[Source data]
──────────────────────────────

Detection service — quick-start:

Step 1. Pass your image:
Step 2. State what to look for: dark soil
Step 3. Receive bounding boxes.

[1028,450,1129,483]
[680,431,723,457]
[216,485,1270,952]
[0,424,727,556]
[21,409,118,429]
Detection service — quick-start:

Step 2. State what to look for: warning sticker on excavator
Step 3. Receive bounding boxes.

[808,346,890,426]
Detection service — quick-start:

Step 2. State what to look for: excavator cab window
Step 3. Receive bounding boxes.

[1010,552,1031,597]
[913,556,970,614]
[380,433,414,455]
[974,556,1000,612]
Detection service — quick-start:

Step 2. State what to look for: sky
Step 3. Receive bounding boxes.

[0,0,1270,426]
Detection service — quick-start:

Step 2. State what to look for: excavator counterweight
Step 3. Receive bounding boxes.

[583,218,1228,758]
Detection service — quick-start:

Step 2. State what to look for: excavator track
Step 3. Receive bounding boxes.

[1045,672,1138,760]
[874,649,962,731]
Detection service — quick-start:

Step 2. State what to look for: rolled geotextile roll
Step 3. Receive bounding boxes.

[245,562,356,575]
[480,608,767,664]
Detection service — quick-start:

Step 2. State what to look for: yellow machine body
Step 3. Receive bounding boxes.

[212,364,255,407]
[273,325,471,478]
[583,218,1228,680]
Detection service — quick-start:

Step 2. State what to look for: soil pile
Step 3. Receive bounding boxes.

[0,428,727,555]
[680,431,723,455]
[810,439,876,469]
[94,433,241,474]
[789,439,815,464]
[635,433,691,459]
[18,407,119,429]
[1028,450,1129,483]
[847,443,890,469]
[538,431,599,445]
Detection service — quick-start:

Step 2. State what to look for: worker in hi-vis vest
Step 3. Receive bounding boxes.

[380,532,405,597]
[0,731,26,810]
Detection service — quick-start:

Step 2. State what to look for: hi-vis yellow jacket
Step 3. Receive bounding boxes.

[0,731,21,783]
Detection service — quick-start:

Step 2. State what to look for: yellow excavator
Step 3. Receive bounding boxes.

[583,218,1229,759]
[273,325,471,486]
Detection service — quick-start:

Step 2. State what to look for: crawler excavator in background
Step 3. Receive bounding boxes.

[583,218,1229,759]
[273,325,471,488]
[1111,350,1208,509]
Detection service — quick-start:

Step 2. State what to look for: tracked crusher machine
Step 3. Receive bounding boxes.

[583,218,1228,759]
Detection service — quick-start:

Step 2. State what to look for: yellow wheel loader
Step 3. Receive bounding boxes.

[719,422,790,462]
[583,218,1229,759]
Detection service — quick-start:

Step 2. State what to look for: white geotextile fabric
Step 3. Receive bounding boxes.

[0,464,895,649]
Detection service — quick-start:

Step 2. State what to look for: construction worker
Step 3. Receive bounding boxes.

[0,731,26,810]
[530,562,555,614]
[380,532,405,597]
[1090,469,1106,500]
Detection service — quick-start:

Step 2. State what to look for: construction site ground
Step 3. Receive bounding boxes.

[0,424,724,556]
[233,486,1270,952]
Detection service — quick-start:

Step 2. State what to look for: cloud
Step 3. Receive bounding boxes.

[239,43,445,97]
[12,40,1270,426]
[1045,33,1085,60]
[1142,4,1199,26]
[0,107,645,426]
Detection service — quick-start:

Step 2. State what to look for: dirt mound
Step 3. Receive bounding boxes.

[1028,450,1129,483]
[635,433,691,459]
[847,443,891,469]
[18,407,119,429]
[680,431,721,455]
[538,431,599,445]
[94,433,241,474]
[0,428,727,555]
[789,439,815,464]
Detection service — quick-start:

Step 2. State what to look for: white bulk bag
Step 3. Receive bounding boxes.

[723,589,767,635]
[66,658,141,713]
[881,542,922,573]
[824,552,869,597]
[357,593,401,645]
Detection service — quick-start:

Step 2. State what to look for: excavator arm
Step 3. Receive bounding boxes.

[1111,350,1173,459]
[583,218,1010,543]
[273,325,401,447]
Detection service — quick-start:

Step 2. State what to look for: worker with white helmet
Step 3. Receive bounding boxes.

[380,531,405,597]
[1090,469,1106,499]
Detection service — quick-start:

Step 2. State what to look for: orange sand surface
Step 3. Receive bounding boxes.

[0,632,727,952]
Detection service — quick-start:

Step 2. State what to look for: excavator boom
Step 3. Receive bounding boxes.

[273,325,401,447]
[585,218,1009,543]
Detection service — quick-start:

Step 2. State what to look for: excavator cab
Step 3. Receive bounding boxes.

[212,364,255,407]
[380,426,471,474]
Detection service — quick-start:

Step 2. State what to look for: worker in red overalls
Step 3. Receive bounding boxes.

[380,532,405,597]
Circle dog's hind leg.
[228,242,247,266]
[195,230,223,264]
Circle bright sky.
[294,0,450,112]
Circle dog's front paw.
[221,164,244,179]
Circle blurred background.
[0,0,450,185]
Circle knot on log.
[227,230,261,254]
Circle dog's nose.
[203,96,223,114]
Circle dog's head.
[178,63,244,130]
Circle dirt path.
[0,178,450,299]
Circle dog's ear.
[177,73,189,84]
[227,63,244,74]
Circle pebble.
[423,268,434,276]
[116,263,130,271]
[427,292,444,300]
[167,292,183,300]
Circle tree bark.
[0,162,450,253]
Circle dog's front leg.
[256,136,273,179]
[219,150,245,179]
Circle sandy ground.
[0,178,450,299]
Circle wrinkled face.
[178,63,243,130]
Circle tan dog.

──────────────────────────────

YOUR OBJECTIVE
Copy the listing above line for line, with no changes.

EXERCISE RESULT
Detection service — quick-start:

Step 1. Pass your image:
Step 2. State what to look for: dark soil
Step 3. Receive bounding boxes.

[1028,450,1129,483]
[680,431,723,457]
[216,485,1270,952]
[0,424,727,556]
[21,409,118,429]
Detection service — quick-start:

Step 2. State what to look for: warning sticker on excavator
Step 3. Receive bounding boxes.

[808,346,890,426]
Detection service — quick-start:

Step 2. State what to look for: excavator cab window
Step 3. Receive bounding boxes.

[1010,552,1031,597]
[913,556,970,614]
[380,433,414,455]
[974,556,1000,612]
Detection service — quick-start:

Step 2. State what to look for: sky
Step 3. Receive bounding boxes.

[0,0,1270,426]
Detection service — quick-start:

Step 2. State what to look for: excavator counterweight
Step 3. Receive bounding boxes.

[583,218,1228,758]
Detection service — quick-start:

Step 2. State what to look for: excavator track
Step 3. Receive bounding boxes.

[1045,672,1138,760]
[874,649,962,731]
Detection service — quick-start:

Step 2. State what to look for: rolled geotextile roll
Step 3. Receive bounding boxes.

[245,562,356,575]
[480,608,767,664]
Detection service — quick-start:

Step 2. State what to look for: yellow machine body
Step 3. Receive bounding boxes.

[212,364,255,407]
[273,325,471,478]
[583,218,1228,680]
Detection service — quick-start:

Step 2. State what to look for: soil pile
Step 3. Receive bounding boxes.

[0,428,727,555]
[680,431,723,455]
[810,439,876,469]
[94,433,241,474]
[789,439,815,464]
[635,433,691,459]
[18,407,119,429]
[1028,450,1129,483]
[847,443,890,469]
[538,431,599,445]
Detection service — quick-start:

Step 2. State what to look for: worker in hi-vis vest
Step 3. Receive bounding boxes.

[380,532,405,597]
[0,731,26,810]
Detection service — quick-start:

Step 2. State what to look for: hi-vis yellow jacket
Step 3. Receive bounding boxes.

[0,731,21,783]
Detection service — quick-start:

Step 2. State what to look for: yellow excavator
Step 3. Receive bounding boxes.

[583,218,1229,759]
[273,325,471,486]
Detection service — quick-start:

Step 2. State what to look for: crawler excavator in background
Step 3. Receive bounding boxes.

[583,218,1229,759]
[273,325,471,488]
[1111,350,1208,509]
Detection service — quick-start:

Step 2. State what to look for: tracked crusher machine
Step 3. Receive bounding boxes.

[583,218,1228,759]
Detection service — quick-start:

Step 2. State what to look for: yellow wheel loader
Step 3. Receive bounding boxes.

[719,422,790,462]
[583,218,1229,759]
Detection service — quick-start:

Step 2. State what to look for: white geotextile fabric
Step 3. Receive bounding boxes.

[0,464,895,649]
Detection service — quick-start:

Step 2. State what to look for: construction worker
Step 3. Receive bounding boxes.

[0,731,26,810]
[530,562,555,614]
[380,532,405,597]
[1090,469,1106,500]
Detection service — quick-start:

Step 2. State what to look for: construction site ground
Step 3. Receive bounding boxes.

[0,424,724,556]
[233,486,1270,952]
Detection service — quick-start:

Step 2. State what to look for: cloud
Step 3. Receive bounding boxes.

[239,43,445,97]
[12,40,1270,426]
[1045,33,1085,60]
[1142,4,1199,26]
[0,107,645,426]
Detection service — quick-start:

Step 2. State what to look for: dirt mound
Step 3. Receive bounding boxes.

[1028,450,1129,483]
[635,433,691,459]
[847,443,891,469]
[18,407,119,429]
[680,431,721,455]
[538,431,599,445]
[94,433,241,474]
[0,428,727,555]
[789,439,815,464]
Detection service — quick-start:

Step 2. State what to look for: white bulk bag
Step 3. Receive bounding boxes.

[723,589,767,635]
[66,658,141,713]
[881,542,922,573]
[824,552,869,597]
[357,593,401,645]
Detection service — quick-start:

Step 2. State what to look for: excavator arm
Step 3. Receive bounding boxes.

[1111,350,1173,459]
[583,218,1010,543]
[273,325,401,447]
Detection service — quick-start:

Step 2. State what to look for: worker with white helmet
Step 3. Receive bounding boxes.

[380,531,405,597]
[1090,469,1106,499]
Detection service — quick-start:

Step 2. State what to look for: orange sand surface
Step 3. Receive bounding boxes.

[0,632,727,952]
Detection service — quick-start:

Step 2. State what to look for: excavator boom
Step 3. Receive bounding boxes.

[273,325,401,447]
[585,218,1009,543]
Detection service — quick-start:

Step 2. State what to look for: excavator cab
Step 3. Receive bounding boxes.

[212,364,255,407]
[380,426,471,474]
Detection service — quick-start:

Step 2. State what to look for: worker in red overalls
Step 3. Receive bounding boxes.

[380,532,405,597]
Circle dog's hind leg.
[228,242,247,266]
[195,230,223,264]
Circle bright sky.
[294,0,450,112]
Circle dog's front paw.
[221,164,244,179]
Circle blurred background.
[0,0,450,185]
Circle knot on log.
[227,230,261,254]
Circle dog's nose.
[203,96,223,114]
Circle dog's head.
[178,63,244,130]
Circle dirt path.
[0,178,450,299]
Circle dog's ear.
[177,73,189,84]
[227,63,244,74]
Circle pebble.
[423,268,434,276]
[116,263,130,271]
[427,292,444,300]
[167,292,183,300]
Circle tree bark.
[0,162,450,253]
Circle dog's front leg.
[256,136,273,179]
[219,150,245,179]
Circle sandy ground.
[0,178,450,299]
Circle wrinkled face.
[178,63,243,130]
Circle tan dog.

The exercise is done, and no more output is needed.